-- START RECORDS --

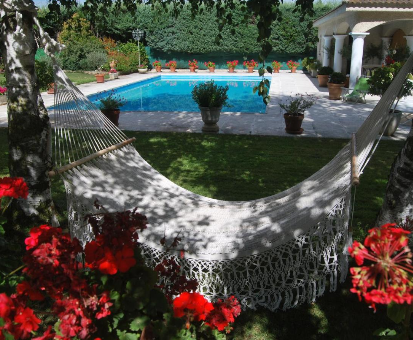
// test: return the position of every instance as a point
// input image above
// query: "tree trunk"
(398, 200)
(28, 122)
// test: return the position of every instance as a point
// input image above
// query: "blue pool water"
(173, 93)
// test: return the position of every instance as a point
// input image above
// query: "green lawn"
(76, 77)
(235, 167)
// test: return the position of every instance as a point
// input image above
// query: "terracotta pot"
(100, 78)
(347, 82)
(334, 91)
(210, 117)
(293, 124)
(322, 80)
(50, 90)
(112, 115)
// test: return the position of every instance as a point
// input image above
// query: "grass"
(233, 167)
(77, 78)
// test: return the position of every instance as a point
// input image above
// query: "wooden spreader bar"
(90, 157)
(355, 179)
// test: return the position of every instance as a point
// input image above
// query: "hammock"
(274, 252)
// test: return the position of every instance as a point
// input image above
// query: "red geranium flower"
(14, 187)
(6, 305)
(386, 279)
(29, 322)
(192, 305)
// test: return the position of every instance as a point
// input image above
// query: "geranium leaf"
(139, 323)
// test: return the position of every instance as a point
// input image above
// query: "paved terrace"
(327, 118)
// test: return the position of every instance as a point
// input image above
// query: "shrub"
(44, 73)
(94, 60)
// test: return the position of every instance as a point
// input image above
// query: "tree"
(28, 121)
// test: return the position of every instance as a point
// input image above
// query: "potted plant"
(210, 99)
(158, 65)
(292, 65)
(193, 65)
(335, 85)
(171, 65)
(313, 66)
(276, 66)
(142, 68)
(210, 65)
(231, 65)
(100, 76)
(379, 83)
(110, 106)
(250, 65)
(323, 74)
(294, 108)
(113, 74)
(3, 95)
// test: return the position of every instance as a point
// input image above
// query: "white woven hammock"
(274, 252)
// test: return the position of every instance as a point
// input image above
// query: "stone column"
(356, 56)
(327, 44)
(409, 39)
(338, 58)
(385, 42)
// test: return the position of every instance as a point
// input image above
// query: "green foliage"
(44, 73)
(337, 78)
(94, 60)
(79, 41)
(209, 94)
(325, 71)
(295, 106)
(383, 77)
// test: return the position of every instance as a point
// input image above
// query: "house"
(364, 26)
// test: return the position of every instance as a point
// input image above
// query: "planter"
(293, 124)
(210, 117)
(322, 80)
(393, 123)
(347, 82)
(113, 75)
(334, 91)
(112, 115)
(50, 90)
(100, 78)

-- END RECORDS --

WHAT YOU WILL DO: Write out all the entries exactly, except for the pictures.

SOLUTION TO THIS PROBLEM:
// test: return the position of every instance as a point
// input image above
// query: "tree trunk"
(398, 200)
(28, 122)
// test: return the position of every instance as a point
// input image above
// query: "blue pool water"
(173, 93)
// test: return the position of every instance as a point
// input image above
// query: "green lawn"
(76, 77)
(235, 167)
// test: return the position of every instance as a point
// input image above
// query: "terracotta pot"
(100, 78)
(347, 82)
(334, 91)
(210, 117)
(293, 124)
(322, 80)
(50, 90)
(112, 115)
// test: return the position of every instance as a point
// input image above
// query: "grass"
(233, 167)
(77, 78)
// test: return the position of every instance as a point
// input image above
// query: "wooden spreader bar"
(90, 157)
(355, 179)
// test: return the position of every instance as a point
// input image above
// query: "hammock"
(274, 252)
// test: return the position of every instance as a point
// input image above
// query: "red geranium flower"
(14, 187)
(6, 305)
(386, 279)
(29, 322)
(192, 305)
// test: return the position of every instance as a point
// input image above
// query: "geranium leaf"
(139, 323)
// test: return the position of every instance as a point
// input image above
// query: "paved terrace"
(327, 118)
// test: return the position of every instance as a point
// input image above
// query: "shrub"
(44, 73)
(94, 60)
// test: return the position of every instance as a point
// input image above
// query: "tree"
(28, 121)
// test: return the position of every instance as a point
// input image above
// query: "potted plant"
(210, 99)
(158, 65)
(292, 65)
(193, 65)
(335, 85)
(171, 65)
(313, 66)
(276, 66)
(142, 68)
(210, 65)
(231, 65)
(100, 76)
(379, 83)
(110, 106)
(250, 65)
(323, 74)
(294, 108)
(113, 74)
(3, 95)
// test: return the position of every instance as a point
// input image above
// query: "white woven hammock"
(274, 252)
// test: return the position of every instance as a point
// input image above
// query: "stone column"
(356, 56)
(327, 44)
(409, 39)
(338, 58)
(385, 42)
// test: return the position of every instance as a point
// input image above
// query: "green foliage"
(44, 73)
(337, 78)
(94, 60)
(79, 41)
(209, 94)
(325, 71)
(295, 106)
(383, 77)
// test: return the position of every instance as a point
// input image above
// query: "house"
(364, 26)
// test: return the position of every instance as a point
// input image above
// query: "planter"
(293, 124)
(210, 117)
(322, 80)
(393, 123)
(347, 82)
(113, 75)
(334, 91)
(112, 115)
(50, 90)
(100, 78)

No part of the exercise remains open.